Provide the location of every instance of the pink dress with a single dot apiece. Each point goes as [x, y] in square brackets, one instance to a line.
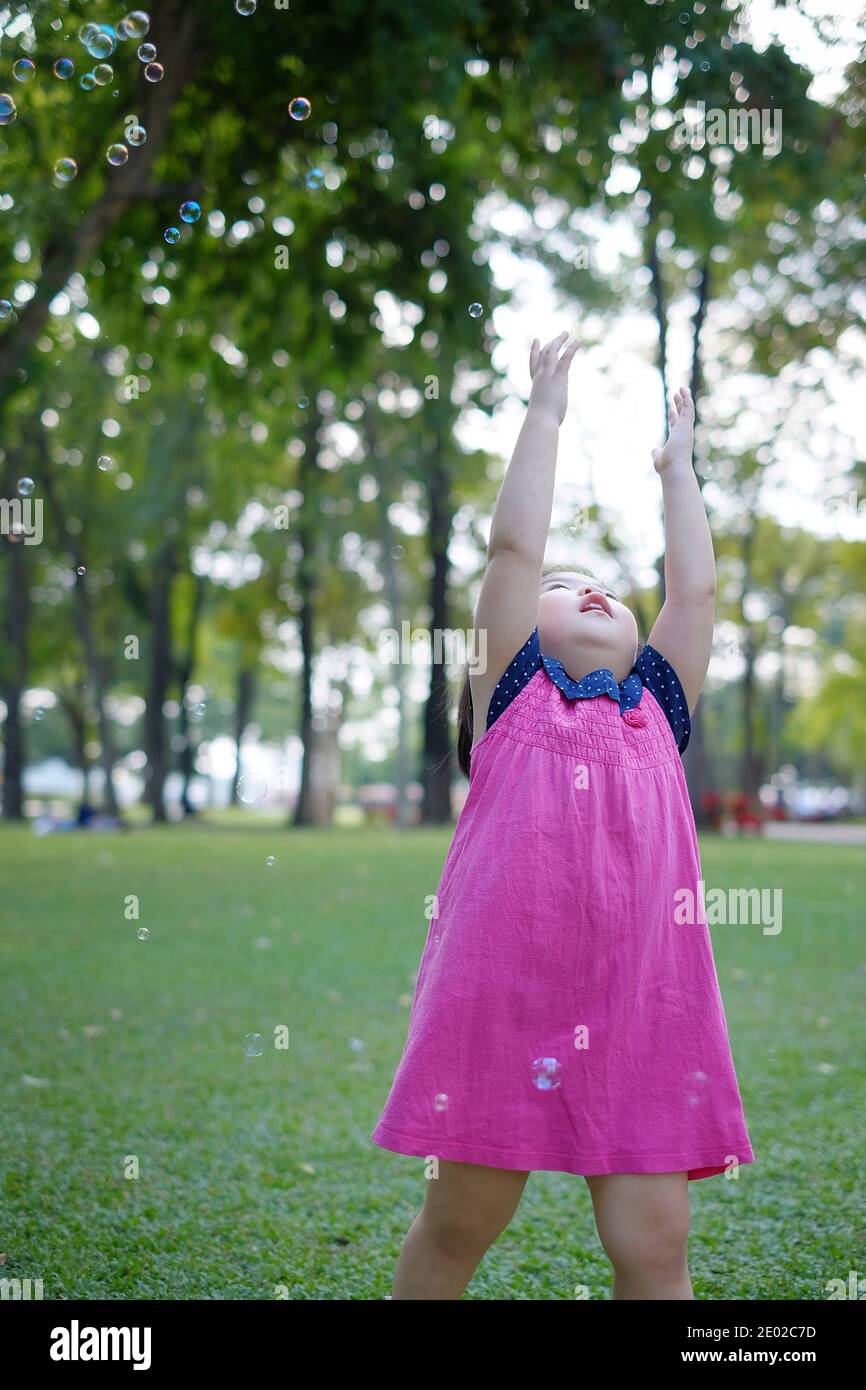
[563, 1019]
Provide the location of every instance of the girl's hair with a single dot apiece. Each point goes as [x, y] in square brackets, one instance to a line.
[464, 704]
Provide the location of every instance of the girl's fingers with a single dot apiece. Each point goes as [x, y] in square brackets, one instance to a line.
[552, 348]
[565, 362]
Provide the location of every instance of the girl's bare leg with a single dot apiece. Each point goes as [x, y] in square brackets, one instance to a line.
[466, 1209]
[642, 1221]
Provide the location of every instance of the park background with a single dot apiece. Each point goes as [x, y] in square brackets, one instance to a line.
[275, 435]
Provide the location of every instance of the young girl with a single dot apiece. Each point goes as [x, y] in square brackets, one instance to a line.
[565, 1018]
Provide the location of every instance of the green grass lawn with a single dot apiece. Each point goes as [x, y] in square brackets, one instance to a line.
[259, 1172]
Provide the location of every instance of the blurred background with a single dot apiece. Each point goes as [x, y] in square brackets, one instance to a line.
[270, 275]
[268, 280]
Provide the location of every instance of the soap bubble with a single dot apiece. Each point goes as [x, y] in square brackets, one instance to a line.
[252, 788]
[102, 45]
[546, 1073]
[138, 24]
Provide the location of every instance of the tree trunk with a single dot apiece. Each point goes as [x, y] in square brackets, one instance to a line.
[14, 669]
[243, 710]
[437, 724]
[185, 674]
[306, 591]
[159, 681]
[391, 574]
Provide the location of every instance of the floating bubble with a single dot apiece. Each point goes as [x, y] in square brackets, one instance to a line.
[252, 788]
[546, 1073]
[138, 24]
[102, 45]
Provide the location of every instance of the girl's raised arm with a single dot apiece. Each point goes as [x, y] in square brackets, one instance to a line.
[508, 603]
[683, 631]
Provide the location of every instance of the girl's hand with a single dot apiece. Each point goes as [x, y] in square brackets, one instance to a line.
[681, 434]
[549, 375]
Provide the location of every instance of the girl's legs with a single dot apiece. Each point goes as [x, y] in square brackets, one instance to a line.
[464, 1209]
[642, 1221]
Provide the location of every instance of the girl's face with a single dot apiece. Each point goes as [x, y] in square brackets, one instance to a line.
[584, 626]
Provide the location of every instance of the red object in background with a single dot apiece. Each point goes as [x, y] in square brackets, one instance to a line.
[747, 813]
[712, 808]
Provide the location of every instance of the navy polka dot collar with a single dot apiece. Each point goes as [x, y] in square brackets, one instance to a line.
[627, 694]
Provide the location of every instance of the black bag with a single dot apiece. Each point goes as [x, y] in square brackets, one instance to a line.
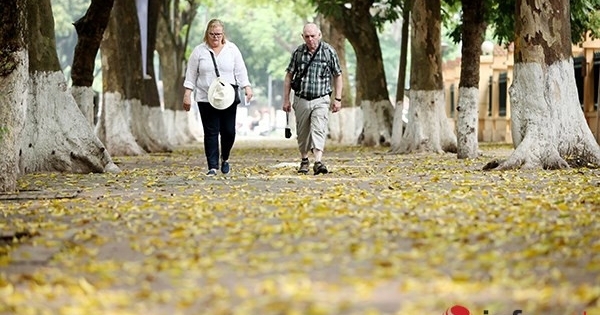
[296, 84]
[237, 98]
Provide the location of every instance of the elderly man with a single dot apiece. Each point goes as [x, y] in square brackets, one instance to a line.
[313, 67]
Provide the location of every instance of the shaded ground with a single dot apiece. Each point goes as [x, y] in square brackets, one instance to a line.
[380, 234]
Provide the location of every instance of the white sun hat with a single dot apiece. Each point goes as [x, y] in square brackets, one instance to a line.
[220, 94]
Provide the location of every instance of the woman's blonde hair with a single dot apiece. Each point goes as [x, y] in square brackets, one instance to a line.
[212, 23]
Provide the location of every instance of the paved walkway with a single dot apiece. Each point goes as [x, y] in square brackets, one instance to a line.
[380, 234]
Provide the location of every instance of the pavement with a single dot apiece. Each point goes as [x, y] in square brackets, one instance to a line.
[379, 234]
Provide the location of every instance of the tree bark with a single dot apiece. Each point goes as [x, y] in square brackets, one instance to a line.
[172, 42]
[468, 98]
[125, 126]
[345, 126]
[427, 128]
[151, 125]
[13, 89]
[398, 125]
[548, 126]
[57, 137]
[89, 29]
[371, 87]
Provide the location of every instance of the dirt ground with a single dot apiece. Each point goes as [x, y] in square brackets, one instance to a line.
[379, 234]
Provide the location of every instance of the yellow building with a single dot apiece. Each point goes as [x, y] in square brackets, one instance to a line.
[496, 74]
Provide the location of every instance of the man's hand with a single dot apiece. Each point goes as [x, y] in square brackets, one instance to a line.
[287, 107]
[336, 106]
[187, 103]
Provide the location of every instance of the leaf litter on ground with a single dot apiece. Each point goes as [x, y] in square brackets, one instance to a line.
[379, 234]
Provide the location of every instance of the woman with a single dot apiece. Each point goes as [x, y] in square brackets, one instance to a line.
[199, 75]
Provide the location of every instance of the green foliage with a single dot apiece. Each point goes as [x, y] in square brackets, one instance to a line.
[65, 13]
[382, 12]
[585, 16]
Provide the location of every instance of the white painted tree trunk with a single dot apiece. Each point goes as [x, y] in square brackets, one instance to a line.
[84, 97]
[148, 127]
[548, 126]
[375, 124]
[13, 106]
[115, 121]
[346, 125]
[177, 125]
[57, 137]
[427, 129]
[466, 126]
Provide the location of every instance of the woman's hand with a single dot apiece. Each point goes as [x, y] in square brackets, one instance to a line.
[187, 102]
[248, 93]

Aim of the exercise:
Omit the pictures and output all remaining material exactly.

Task response:
Provide the location of every instance of the pink dress with a single dot apiece. Each point goes as [x, y] in square brackets, one instance to a line.
[563, 1019]
Provide the location of every instance of the girl's hair with a single dot apiece. Each point goes as [x, y] in square brackets, one instance to a line.
[464, 704]
Provide the location of every instance of the girl's fingers with a single dot apiece. Each point goes as [x, y] in square brackets, one instance to a line.
[552, 348]
[565, 362]
Provide the location of every instance of the girl's bare leg with a single dot apiece. Each point goes as [x, y] in square brackets, one instance to a line.
[466, 1209]
[642, 1221]
Provide the location of every instance of the park background with a single dot apiece. Each point goes as [x, y] in square brackets, one instance to a line.
[275, 435]
Provide the location of every instance of the young girl with a single dot apiece. Each point goes as [x, y] in square brackets, one instance to a line.
[565, 1018]
Provide the location of every instance of the green grass lawn with a single dot apiece. Each point goes as [x, y] in square brackets, one instance to a line.
[259, 1172]
Provide the location of every instance of the blurred background with a single dot apiece. Each point goes as [x, y] in square brackets, one instance to a line.
[270, 275]
[268, 280]
Provide the location of every instance of the soap bubble with a single dot apiece. Each point goes as [x, y] in square brackets, one instance to a line.
[252, 788]
[102, 45]
[546, 1073]
[138, 24]
Provide the location of every instance of the tree trunk with a single dot apiece. Each point goes as [x, y] in square brackets, one instance to a line.
[14, 669]
[243, 710]
[437, 724]
[185, 674]
[306, 591]
[159, 681]
[391, 574]
Provide the location of every instance of the floating bubble with a single dot apiece. Each point goes as [x, y] in square brackets, one instance to a line.
[252, 788]
[546, 1073]
[138, 24]
[102, 45]
Provide the location of every instance of the girl's raised arm with a single dot apiece. Each point goes as [x, y] in square brackets, one instance to a line.
[508, 603]
[683, 631]
Provide the location of every instance of the girl's hand with a single dot apiece. Each point goes as [x, y] in square brackets, one instance to a line.
[681, 434]
[549, 375]
Provide the location of every instance of the girl's legs with a single dot apiece. Each point goes as [x, y] in square brackets, one instance to a line.
[464, 1209]
[642, 1221]
Provide the location of every instance of the girl's face with a single dot apiece. Each point goes as [x, y] in square brackets, one instance to a line.
[584, 626]
Provide the location of every instance of the red object in background with a single dot apiece. Each point goes as [x, y] in square brackets, one instance to a line.
[747, 813]
[712, 808]
Provide the location of every instance of the navy polka dot collar with a single dot apiece. Each point goes as [x, y] in square brackets, one instance to a line.
[627, 694]
Provide the location of every instance of the black bag with a single dot apiece. Each point goes as [x, y] in square brackets, one instance to a line.
[296, 84]
[237, 98]
Provide the location of every instance of the elderly man with a single dot apiece. Each point goes as [x, y] in square brackets, one instance to a line.
[313, 67]
Provide the location of every instance of the shaded ground with a single dot apiece. Each point goes as [x, y] in square brackets, one instance to a line.
[380, 234]
Provide the location of every instance of the white sun hat with a single dot apiece. Each point goes as [x, y] in square brackets, one instance to a line.
[220, 94]
Provide the location of every instance of the woman's blonde hair with a single dot apiece. Each point goes as [x, y] in square brackets, one instance to a line.
[212, 23]
Provide the location of every instance of the paved walkway with a single dot apiece. Each point goes as [x, y] in square brackets, one instance to a line.
[380, 234]
Provide the location of every instance of the pavement with a single dot apiece. Each point goes as [x, y] in square brackets, one instance to a line.
[379, 234]
Provide the location of every instance of the tree bark with a single dot apiece. Each point goes as [x, y] in square brackets, one instance to a line.
[172, 42]
[468, 98]
[125, 126]
[345, 126]
[427, 128]
[151, 125]
[13, 89]
[398, 125]
[548, 126]
[57, 137]
[89, 29]
[371, 87]
Provide the location of every instance of the dirt ground with a single dot apiece. Each point goes as [x, y] in square brackets, one instance to a line.
[379, 234]
Provide the location of every instance of the yellow building with a single dot apiece. Each point goes as [x, y] in square brackets, one instance to a line.
[496, 74]
Provide the location of every instance of the man's hand with a single dot apiece. Each point goes as [x, y] in square brackets, one instance to a line.
[287, 107]
[336, 106]
[187, 103]
Provide the location of every instance of the leaf litter on ground with a single dot apiece. Each point goes as [x, y] in square brackets, one instance to a line.
[379, 234]
Provide the location of every instance of the woman with a single dot apiece. Each point goes as [x, y] in square brackets, one instance to a line.
[199, 75]
Provide the location of every instance of the green foliage with a single dot apiece. Each point goes as [x, y] in square brackets, one instance to a line.
[65, 13]
[382, 12]
[585, 16]
Provide the location of every instance of the white painted tree trunk with a single dot apiece. Each point goes as [x, y] in square brackets, one instance to a line.
[84, 97]
[148, 127]
[548, 126]
[375, 124]
[13, 106]
[115, 121]
[346, 125]
[177, 125]
[57, 137]
[427, 129]
[466, 126]
Provide the location of every instance of the woman's hand with a single dot apiece. Each point goes as [x, y] in square brackets, one instance to a line.
[187, 102]
[248, 93]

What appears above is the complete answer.